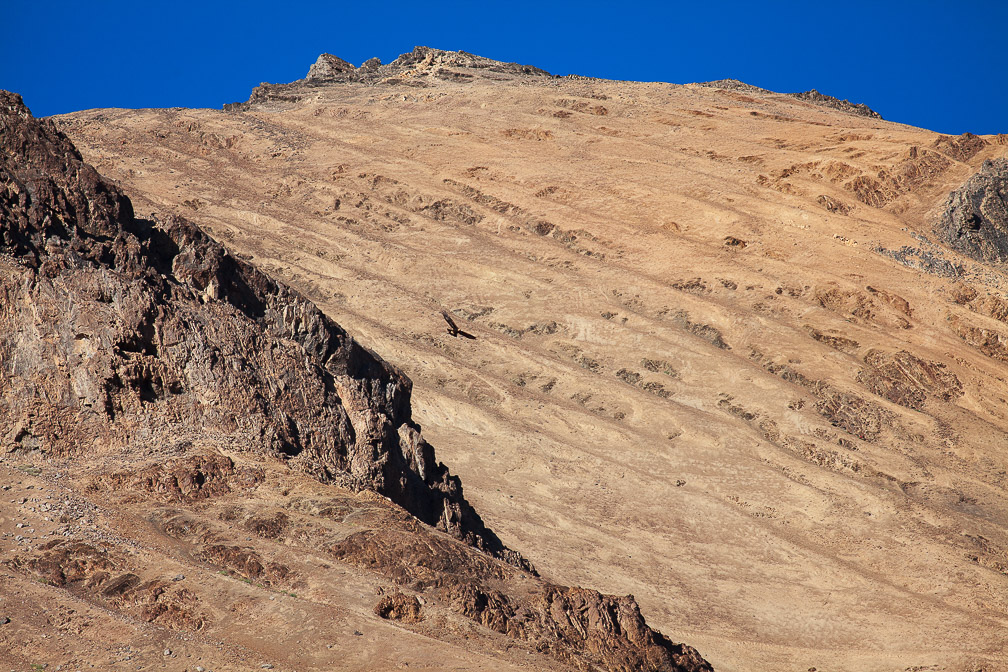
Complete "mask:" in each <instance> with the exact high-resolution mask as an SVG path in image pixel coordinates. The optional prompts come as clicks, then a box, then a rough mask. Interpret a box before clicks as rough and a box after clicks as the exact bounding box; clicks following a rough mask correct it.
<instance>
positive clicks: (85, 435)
mask: <svg viewBox="0 0 1008 672" xmlns="http://www.w3.org/2000/svg"><path fill="white" fill-rule="evenodd" d="M0 112H2V114H0V145H2V147H3V154H2V155H0V183H2V185H3V186H2V188H3V190H2V191H0V215H2V228H0V253H3V254H2V256H0V296H2V297H3V302H2V303H3V308H2V310H0V353H2V360H3V361H4V362H5V363H10V365H9V366H5V367H4V369H3V371H2V373H0V389H2V393H0V425H2V426H4V427H12V428H15V429H14V430H13V431H11V432H9V434H8V435H7V436H6V437H4V440H5V441H7V442H13V441H18V440H23V439H24V437H25V436H28V437H34V438H35V442H36V443H37V444H39V445H41V446H42V447H43V449H44V450H46V451H48V452H50V453H52V454H62V455H81V456H87V455H88V453H89V452H90V451H92V450H93V448H92V446H94V445H96V444H97V443H101V444H104V445H108V446H114V445H119V446H135V447H139V446H140V445H142V444H145V443H146V444H156V443H157V442H158V441H163V442H166V443H171V442H174V441H176V440H177V439H178V437H179V436H187V435H193V434H194V433H196V434H198V435H214V436H218V437H223V438H224V439H225V440H226V441H228V442H230V443H232V444H233V445H235V446H239V447H241V448H242V449H247V450H253V451H261V452H265V453H268V454H271V455H274V456H275V457H277V458H279V459H282V460H285V461H287V462H289V463H290V464H291V465H292V466H295V467H296V468H299V469H301V471H303V472H306V473H308V474H310V475H311V476H313V477H316V478H317V479H319V480H320V481H323V482H331V483H339V484H341V485H344V486H346V487H349V488H352V489H355V490H362V489H369V490H373V491H376V492H378V493H381V494H382V495H385V496H386V497H388V498H389V499H391V500H392V501H394V502H396V503H397V504H399V505H400V506H402V507H403V508H404V509H406V510H407V511H409V512H410V513H412V514H413V515H414V516H416V517H417V518H418V519H420V520H421V521H423V522H424V523H427V524H429V525H433V526H435V527H437V528H439V529H442V530H445V531H446V532H448V533H450V534H452V535H453V536H455V537H457V538H459V539H462V540H465V541H466V542H467V543H470V544H472V545H473V546H476V547H478V548H480V549H482V550H484V551H486V552H488V553H490V554H492V555H494V556H497V557H499V558H501V559H504V560H506V561H508V562H511V563H513V564H515V565H517V566H520V567H523V568H525V569H527V570H530V571H534V570H533V569H532V567H531V565H530V564H529V563H528V561H527V560H525V559H524V558H523V557H521V555H519V554H518V553H516V552H514V551H512V550H510V549H508V548H506V547H505V546H504V545H503V544H502V543H501V541H500V540H499V539H498V538H497V536H496V535H495V534H494V533H493V532H492V531H491V530H489V529H487V527H486V526H485V525H484V523H483V521H482V519H481V518H480V516H479V515H478V514H477V513H476V512H475V511H474V510H473V509H472V507H471V506H470V505H469V504H468V502H466V499H465V497H464V496H463V491H462V484H461V482H460V481H459V479H458V478H457V477H454V476H452V475H451V473H450V472H449V469H448V468H447V467H446V466H445V465H444V464H442V463H439V462H437V461H436V459H435V457H434V451H433V448H432V447H431V446H430V445H429V444H428V443H427V442H426V441H425V440H423V437H422V436H421V434H420V427H419V426H418V425H417V424H416V423H415V422H413V420H412V418H411V411H410V403H409V398H410V392H411V388H412V383H411V382H410V380H409V379H408V378H406V376H405V375H403V374H402V372H400V371H399V370H398V369H396V368H395V367H393V366H391V365H389V364H388V363H386V362H384V361H383V360H382V359H381V358H379V357H378V356H377V355H375V354H374V353H372V352H370V351H368V350H367V349H366V348H363V347H362V346H360V345H359V344H358V343H357V342H355V341H354V340H353V339H352V338H351V337H350V335H349V334H348V333H347V332H346V331H345V330H344V329H343V328H342V327H341V326H340V325H339V324H337V323H336V322H334V321H333V320H332V319H330V318H329V317H328V316H327V315H326V314H325V313H323V312H322V311H321V310H320V309H319V308H318V307H317V306H316V305H314V304H312V303H311V302H310V301H308V300H307V299H305V298H304V297H303V296H301V295H300V294H298V293H297V292H295V291H294V290H292V289H290V288H289V287H287V286H285V285H283V284H281V283H278V282H276V281H274V280H273V279H272V278H270V277H269V276H267V275H265V274H264V273H261V272H260V271H258V270H257V269H255V268H254V267H252V266H251V265H249V264H247V263H245V262H243V261H241V260H239V259H237V258H235V257H233V256H231V255H230V254H229V253H228V251H227V250H225V249H224V247H223V246H222V245H220V244H219V243H218V242H217V241H215V240H213V239H212V238H210V237H209V236H208V235H207V234H206V233H204V232H203V231H202V230H201V229H200V228H198V227H197V226H195V225H193V224H192V223H190V222H186V221H185V220H182V219H178V218H171V219H168V220H166V221H164V222H147V221H144V220H138V219H136V218H135V217H134V215H133V209H132V206H131V204H130V200H129V198H127V197H126V196H125V195H124V194H123V193H122V191H121V190H120V189H119V188H118V187H117V186H115V185H114V184H112V183H110V182H108V181H106V180H105V179H104V178H102V177H101V176H100V175H99V174H98V172H97V171H95V169H94V168H93V167H92V166H90V165H88V164H87V163H84V162H83V161H82V159H81V155H80V154H79V153H78V152H77V150H76V149H75V147H74V145H73V144H72V143H71V142H70V140H68V139H67V137H66V136H64V135H62V134H61V133H60V132H59V131H57V130H56V128H55V127H54V126H53V125H52V123H51V122H49V121H41V122H39V121H37V120H35V119H34V118H32V117H31V114H30V112H29V111H28V109H27V108H26V107H25V106H24V104H23V103H22V101H21V99H20V97H19V96H17V95H15V94H10V93H6V92H4V93H2V94H0Z"/></svg>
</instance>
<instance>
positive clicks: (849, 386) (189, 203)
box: [57, 50, 1008, 670]
mask: <svg viewBox="0 0 1008 672" xmlns="http://www.w3.org/2000/svg"><path fill="white" fill-rule="evenodd" d="M330 63H331V64H332V63H336V68H335V69H334V68H332V66H329V68H328V70H327V69H322V70H324V71H326V72H320V70H319V69H317V70H316V79H313V80H310V81H302V82H300V83H297V84H295V85H291V86H288V87H279V88H264V89H259V90H257V93H256V95H255V96H254V97H253V100H252V102H251V103H250V104H249V105H246V106H235V107H234V108H233V109H231V110H230V111H227V112H221V111H213V110H181V109H172V110H139V111H124V110H95V111H88V112H83V113H78V114H74V115H68V116H65V117H61V118H59V119H57V123H58V124H59V126H60V127H61V128H62V129H64V130H65V131H66V132H67V133H68V134H69V135H70V136H71V138H72V139H73V140H74V141H75V142H76V143H77V144H78V146H79V147H80V148H81V150H82V152H83V153H84V155H85V157H86V158H87V159H88V160H90V161H92V162H94V163H95V164H96V165H97V166H98V168H99V170H101V171H102V172H103V173H104V174H107V175H109V176H111V177H113V178H115V179H117V180H119V181H121V183H122V184H123V185H124V186H125V187H126V188H127V189H128V190H129V191H130V192H131V193H132V194H135V198H134V203H135V204H136V207H137V210H138V212H140V213H141V214H146V213H151V212H157V213H181V214H184V215H185V216H186V217H190V218H191V219H193V220H194V221H195V222H197V223H198V224H200V225H201V226H204V227H206V228H207V229H208V230H209V231H211V232H212V233H213V234H214V235H215V236H216V237H217V238H218V239H219V240H223V241H225V242H226V244H227V245H228V246H229V247H230V248H231V249H232V250H234V251H235V252H236V253H237V254H239V255H241V256H243V257H245V258H248V259H252V260H254V262H255V263H256V264H257V265H258V266H259V267H260V268H263V269H264V270H267V272H269V273H272V274H273V275H275V276H276V277H277V278H280V279H283V280H284V281H287V282H289V283H291V284H292V285H293V286H294V287H296V288H297V289H299V290H300V291H302V292H303V293H304V294H306V295H307V296H309V297H311V298H312V299H313V300H314V301H317V302H318V303H319V305H320V306H322V307H323V309H324V310H326V311H327V312H328V313H329V314H330V315H332V316H333V317H334V318H336V319H337V321H339V322H340V323H341V324H343V325H345V326H346V327H347V328H348V329H349V330H350V331H351V332H352V333H354V334H355V337H356V338H358V339H359V340H360V341H361V342H363V343H365V344H367V345H368V346H369V347H371V348H373V349H374V350H375V351H377V352H380V353H382V354H383V356H384V357H386V359H388V360H390V361H392V362H395V363H396V364H397V365H399V366H401V367H402V368H403V369H404V371H405V372H406V373H407V374H408V375H409V376H410V377H411V378H412V379H413V381H414V382H415V388H414V408H415V413H414V415H415V417H416V419H417V420H418V421H419V422H420V424H422V425H423V427H424V434H425V435H426V436H428V437H429V438H430V440H431V442H432V443H434V444H435V445H437V446H438V450H439V455H440V456H442V457H443V458H444V459H445V460H446V462H448V463H450V464H452V465H453V469H455V471H457V472H458V473H459V474H460V475H461V476H462V478H463V481H464V482H465V483H466V484H467V495H468V497H469V499H470V500H471V501H472V502H473V504H474V506H476V508H477V509H478V510H479V511H481V512H482V513H483V514H484V516H485V518H486V519H487V521H488V523H489V524H490V525H491V527H493V528H494V529H495V530H496V531H497V532H498V533H499V534H500V535H501V537H502V539H503V540H504V542H505V543H506V544H507V545H508V546H511V547H513V548H520V549H522V550H523V551H524V552H525V553H526V554H527V555H528V556H529V558H530V559H531V560H532V561H533V562H534V563H535V564H536V566H537V567H538V568H539V570H540V571H541V572H542V573H543V574H545V575H547V576H549V577H551V578H553V579H555V580H560V581H563V582H568V583H580V584H587V585H592V586H594V587H597V588H599V589H603V590H604V591H607V592H615V593H627V592H632V593H633V594H635V595H636V597H637V599H638V601H639V602H640V603H641V607H642V610H643V613H644V615H645V616H646V617H647V619H648V621H649V623H651V624H652V625H654V626H655V627H657V628H659V629H660V630H662V631H663V632H665V633H666V634H669V635H670V636H671V637H672V638H673V639H675V640H677V641H686V642H689V643H690V644H694V645H695V646H697V648H698V649H699V650H700V651H701V652H702V653H703V654H704V655H705V657H707V658H708V659H709V660H710V661H711V662H712V663H713V664H714V666H715V668H716V669H719V670H769V669H800V670H806V669H808V668H810V667H815V668H816V669H817V670H903V669H927V670H932V669H933V670H977V669H985V670H996V669H1008V655H1006V653H1005V651H1006V648H1008V635H1006V633H1008V618H1006V610H1008V556H1006V550H1008V528H1006V524H1008V497H1006V493H1005V484H1006V468H1008V440H1006V433H1005V432H1006V429H1008V403H1006V397H1008V382H1006V376H1008V364H1006V362H1008V346H1006V343H1008V323H1005V319H1006V314H1008V305H1006V303H1005V294H1004V285H1003V283H1004V269H1003V268H1001V267H996V266H990V265H984V264H980V263H977V262H974V261H971V260H969V259H966V258H963V257H961V256H959V255H957V254H955V253H953V252H952V251H950V250H949V249H947V248H944V247H943V246H942V245H941V244H940V242H939V241H938V240H937V239H936V237H935V236H934V234H933V232H932V229H933V225H934V223H935V221H936V218H937V212H936V209H937V208H938V207H939V206H940V204H941V201H942V199H943V197H944V195H946V194H947V193H948V192H949V191H950V190H951V189H953V188H955V187H957V186H958V185H959V184H961V183H962V182H963V181H964V180H965V179H966V178H967V177H968V176H969V175H971V174H972V173H974V172H975V171H976V170H977V169H978V168H979V166H980V164H981V163H982V161H983V160H984V159H986V158H993V157H999V156H1005V154H1006V152H1008V149H1006V145H1005V138H1004V137H1003V136H1001V137H993V136H987V137H984V138H976V137H970V136H964V137H962V138H950V137H946V136H939V135H936V134H934V133H931V132H929V131H925V130H921V129H916V128H911V127H907V126H903V125H899V124H894V123H889V122H884V121H881V120H878V119H873V118H869V117H862V116H856V115H852V114H846V113H843V112H840V111H837V110H834V109H831V108H828V107H825V106H822V105H816V104H814V103H811V102H807V101H800V100H796V99H794V98H791V97H786V96H782V95H777V94H772V93H769V92H762V91H758V90H752V89H750V88H746V87H744V86H738V85H735V84H733V83H724V84H722V86H721V87H702V86H697V85H687V86H674V85H664V84H637V83H626V82H607V81H597V80H586V79H581V78H562V79H560V78H548V77H545V76H542V75H539V74H536V73H527V72H522V71H520V70H514V69H508V68H503V66H501V68H495V66H490V68H487V66H485V65H486V63H485V62H483V61H476V60H473V59H472V58H470V57H468V56H467V55H466V54H451V53H448V54H446V53H444V52H434V51H425V50H419V51H417V52H414V54H413V55H411V56H410V57H409V58H406V59H405V60H404V61H403V62H401V63H400V64H399V65H398V66H395V68H393V66H386V69H385V70H384V71H381V70H379V71H369V72H364V71H340V68H341V65H340V63H339V62H337V61H335V60H331V61H330ZM334 71H336V73H335V75H334ZM362 73H363V74H362ZM442 307H446V308H448V309H449V310H451V311H452V312H453V313H454V314H455V315H456V318H457V319H458V320H459V321H460V323H461V324H462V325H463V327H464V328H466V329H467V330H469V331H471V332H473V333H475V334H476V335H477V337H478V339H477V340H476V341H457V340H453V339H451V338H450V337H448V335H447V334H445V333H444V323H443V321H442V317H440V315H439V314H438V310H439V309H440V308H442Z"/></svg>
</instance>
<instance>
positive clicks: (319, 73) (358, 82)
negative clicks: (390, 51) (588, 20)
mask: <svg viewBox="0 0 1008 672" xmlns="http://www.w3.org/2000/svg"><path fill="white" fill-rule="evenodd" d="M482 77H491V78H495V79H501V78H504V79H511V78H526V77H536V78H549V77H552V76H551V75H550V74H549V73H547V72H546V71H544V70H542V69H540V68H535V66H534V65H522V64H520V63H510V62H502V61H500V60H494V59H493V58H487V57H484V56H478V55H476V54H474V53H468V52H466V51H445V50H444V49H433V48H430V47H429V46H416V47H414V48H413V50H412V51H407V52H406V53H403V54H401V55H399V57H398V58H396V59H395V60H393V61H392V62H390V63H382V61H381V60H379V59H378V58H370V59H368V60H366V61H365V62H364V63H362V64H361V66H360V68H355V66H354V65H353V64H351V63H349V62H347V61H346V60H344V59H343V58H340V57H339V56H334V55H333V54H332V53H323V54H321V55H320V56H319V58H318V59H317V60H316V61H314V63H312V64H311V68H309V69H308V74H307V76H305V77H304V79H302V80H297V81H296V82H291V83H289V84H269V83H265V82H264V83H263V84H261V85H259V86H258V87H256V88H255V89H253V90H252V95H251V96H250V97H249V100H248V101H247V102H245V103H229V104H228V105H225V106H224V109H225V110H242V109H245V108H246V107H247V106H249V105H254V104H257V103H267V102H283V101H296V100H299V99H300V98H302V97H303V96H305V95H307V94H311V93H312V92H311V90H312V88H313V87H321V86H326V85H330V84H334V83H341V84H347V83H362V84H367V85H375V84H401V83H403V82H408V83H409V85H410V86H414V87H418V88H423V87H426V86H428V82H430V81H432V80H447V81H450V82H460V83H468V82H472V81H474V79H476V78H482ZM312 95H313V94H312Z"/></svg>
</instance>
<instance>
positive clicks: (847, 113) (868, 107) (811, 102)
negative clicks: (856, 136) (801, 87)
mask: <svg viewBox="0 0 1008 672" xmlns="http://www.w3.org/2000/svg"><path fill="white" fill-rule="evenodd" d="M787 95H788V96H790V97H791V98H796V99H798V100H799V101H805V102H806V103H814V104H815V105H822V106H823V107H828V108H832V109H834V110H839V111H841V112H846V113H847V114H856V115H858V116H860V117H868V118H870V119H882V115H880V114H879V113H878V112H876V111H875V110H872V109H871V108H870V107H868V106H867V105H865V104H864V103H852V102H851V101H849V100H846V99H845V100H841V99H839V98H834V97H833V96H827V95H826V94H821V93H820V92H817V91H815V90H814V89H809V90H808V91H802V92H800V93H796V94H787Z"/></svg>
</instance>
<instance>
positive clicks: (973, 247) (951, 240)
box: [936, 158, 1008, 263]
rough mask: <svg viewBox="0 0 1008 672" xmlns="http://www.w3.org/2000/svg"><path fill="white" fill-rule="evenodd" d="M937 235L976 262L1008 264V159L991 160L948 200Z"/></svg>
mask: <svg viewBox="0 0 1008 672" xmlns="http://www.w3.org/2000/svg"><path fill="white" fill-rule="evenodd" d="M936 233H937V234H938V236H940V237H941V239H942V240H943V241H944V242H946V243H947V244H949V245H950V246H951V247H952V248H953V249H955V250H957V251H959V252H962V253H963V254H965V255H967V256H970V257H973V258H974V259H977V260H980V261H985V262H995V263H1001V262H1005V261H1008V159H1006V158H998V159H988V160H986V161H984V163H983V165H982V166H981V168H980V170H979V171H978V172H977V173H975V174H974V175H972V176H971V177H970V178H969V179H967V180H966V182H964V183H963V185H962V186H960V187H959V188H958V189H956V190H954V191H953V192H952V193H950V194H949V197H948V198H946V201H944V206H943V208H942V210H941V215H940V219H939V221H938V225H937V228H936Z"/></svg>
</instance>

**INSTRUCTIONS TO FOLLOW**: Collect each line in the records above that contains the string "clicks", and copy every such line in full.

**EXERCISE ANSWER**:
Complete "mask:" in each <instance> with the exact high-resolution mask as an SVG path in image pixel coordinates. The optional prompts come as clicks, then a box, then a rough mask. Interpret a box before clicks as rough and a box after clicks as the exact bounding box; clicks following a rough mask correct it.
positive clicks: (85, 435)
positive clicks: (849, 386) (189, 203)
positive clicks: (319, 73) (358, 82)
negative clicks: (390, 51) (588, 20)
positive clicks: (847, 113) (868, 107) (811, 102)
negative clicks: (856, 136) (801, 87)
positive clicks: (973, 247) (951, 240)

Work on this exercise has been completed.